AÇÃO NECESSÁRIA
Responda às perguntas abaixo com base no texto sobre a Caravela Portuguesa.
1. Em que cidade os pais de Lúcia decidiram levá-la de imediato ao hospital?
2. Segundo Sílvia Ferreira, que sistema do corpo é afetado sobretudo por um ataque desta espécie?
3. Quantos nematocistos há em cada dez metros de tentáculo?

*** TEXTO PARA LEITURA ***

Há onze anos a presença de Caravelas Portuguesas na costa era ainda mais estranha do que nos dias de hoje. Esta espécie frequenta normalmente as águas quentes do mediterrâneo mas naquele dia estava ali, numa praia perto de Setúbal, precisamente onde Lúcia decidiu entrar dentro de água. Foi atacada por várias espécies e os pais não sabiam que a Caravela Portuguesa podia matar. Decidiram levar Lúcia até casa, que ficava a cerca de cem quilómetros do local. Quando chegaram a Torres Vedras decidiram ir de imediato ao hospital dado o estado em que Lúcia se encontrava. Os médicos, segundo Lúcia, não deram importância ao caso. Deram-lhe uma dose excessiva de cortisona e hoje em dia Lúcia sofre de alguns problemas de saúde. Poucos são os médicos que relacionam a situação clínica atual de Lúcia com o ataque. Muitos deles nem sabem o que é a "Caravela Portuguesa", nem mesmo neurologistas que supostamente são quem deve interferir nestes casos.
Sílvia Ferreira diz que um ataque desta espécie afecta sobretudo o sistema nervoso. Para a professora de biologia estes animais deviam ser mais estudados em Portugal visto que o aquecimento das águas está a trazê-los para a nossa costa. Para além do aquecimento das águas, a deslocação destes animais para o nosso mar deve-se ao facto de os seus predadores estarem a desaparecer, devido às caças ilegais em alto mar. É precisamente aí, em alto mar que esta alforreca é mais habitual e é pela falta dos predadores que se tem deslocado até às costas. Os tentáculos da “Physalia Physalis” – nome científico - podem chegar aos 30 metros de comprimento e em cada dez metros há 800 mil nematocistos- filamentos capazes de injectar o veneno. A professora de biologia advertiu também para o facto de estes animais não serem só perigosos enquanto permanecem vivos porque depois de mortos os tentáculos ainda contêm o veneno.

*** LINHAS FORNECIDAS ***

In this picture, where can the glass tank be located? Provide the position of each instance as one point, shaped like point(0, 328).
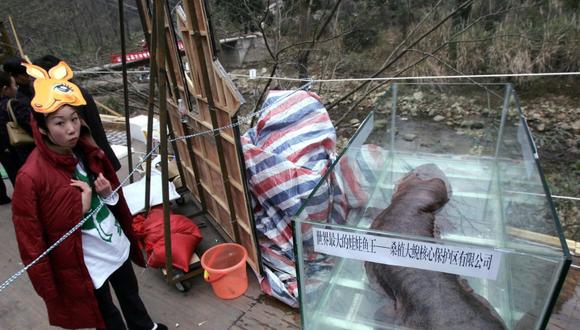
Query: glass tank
point(435, 215)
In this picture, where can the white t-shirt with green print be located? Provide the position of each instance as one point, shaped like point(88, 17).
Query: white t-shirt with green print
point(105, 246)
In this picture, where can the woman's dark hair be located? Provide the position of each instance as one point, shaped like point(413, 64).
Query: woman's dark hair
point(4, 79)
point(46, 62)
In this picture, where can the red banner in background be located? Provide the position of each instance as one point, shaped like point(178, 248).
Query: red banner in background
point(138, 56)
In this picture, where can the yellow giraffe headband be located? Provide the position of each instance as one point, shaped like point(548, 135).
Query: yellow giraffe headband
point(53, 89)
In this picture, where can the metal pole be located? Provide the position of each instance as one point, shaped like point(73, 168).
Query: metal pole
point(151, 105)
point(162, 80)
point(125, 91)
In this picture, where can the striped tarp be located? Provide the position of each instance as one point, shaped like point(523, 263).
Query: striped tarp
point(287, 154)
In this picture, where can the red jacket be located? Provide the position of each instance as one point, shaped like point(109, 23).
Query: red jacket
point(45, 207)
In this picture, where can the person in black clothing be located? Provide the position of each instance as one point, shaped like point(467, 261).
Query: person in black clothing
point(15, 68)
point(21, 101)
point(8, 156)
point(90, 111)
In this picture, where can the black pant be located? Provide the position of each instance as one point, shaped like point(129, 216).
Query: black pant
point(124, 283)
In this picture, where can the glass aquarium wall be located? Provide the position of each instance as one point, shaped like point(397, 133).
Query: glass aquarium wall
point(436, 215)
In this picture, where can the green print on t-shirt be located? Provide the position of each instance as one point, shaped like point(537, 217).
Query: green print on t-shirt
point(102, 214)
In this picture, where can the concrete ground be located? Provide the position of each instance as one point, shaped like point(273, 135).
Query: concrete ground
point(198, 308)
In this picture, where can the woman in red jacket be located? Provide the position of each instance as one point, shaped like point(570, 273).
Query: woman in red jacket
point(65, 179)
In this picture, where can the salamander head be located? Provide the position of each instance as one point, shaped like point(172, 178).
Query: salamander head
point(426, 185)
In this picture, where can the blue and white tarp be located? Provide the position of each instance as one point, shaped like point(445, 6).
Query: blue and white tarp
point(287, 153)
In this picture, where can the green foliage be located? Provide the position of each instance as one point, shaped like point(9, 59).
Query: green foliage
point(359, 40)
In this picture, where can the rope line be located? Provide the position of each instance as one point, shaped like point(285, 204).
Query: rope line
point(241, 120)
point(498, 75)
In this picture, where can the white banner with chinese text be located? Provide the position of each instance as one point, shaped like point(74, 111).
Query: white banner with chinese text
point(466, 261)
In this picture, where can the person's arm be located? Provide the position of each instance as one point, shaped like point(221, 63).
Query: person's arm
point(30, 237)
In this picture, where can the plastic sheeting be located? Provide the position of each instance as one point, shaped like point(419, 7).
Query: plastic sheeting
point(286, 154)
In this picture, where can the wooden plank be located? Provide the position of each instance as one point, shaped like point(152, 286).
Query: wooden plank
point(543, 238)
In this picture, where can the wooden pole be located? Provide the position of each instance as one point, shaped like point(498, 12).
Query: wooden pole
point(162, 80)
point(125, 91)
point(20, 50)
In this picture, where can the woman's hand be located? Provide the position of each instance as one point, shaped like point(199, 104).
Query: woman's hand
point(103, 186)
point(86, 193)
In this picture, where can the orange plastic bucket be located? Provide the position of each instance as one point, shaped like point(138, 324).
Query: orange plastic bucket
point(225, 270)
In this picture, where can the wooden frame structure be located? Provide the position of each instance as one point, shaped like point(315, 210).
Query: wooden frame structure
point(211, 165)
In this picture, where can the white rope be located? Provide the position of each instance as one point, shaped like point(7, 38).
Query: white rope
point(242, 119)
point(19, 273)
point(110, 72)
point(498, 75)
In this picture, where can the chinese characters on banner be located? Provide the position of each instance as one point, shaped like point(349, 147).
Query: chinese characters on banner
point(466, 261)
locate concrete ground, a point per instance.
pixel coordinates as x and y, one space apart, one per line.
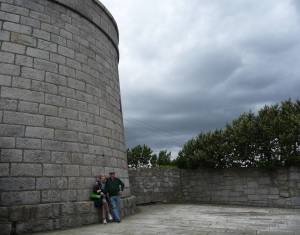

***

ESPAÇO DE RESPOSTA
1. Em Torres Vedras.
2. O sistema nervoso.
3. 800 mil.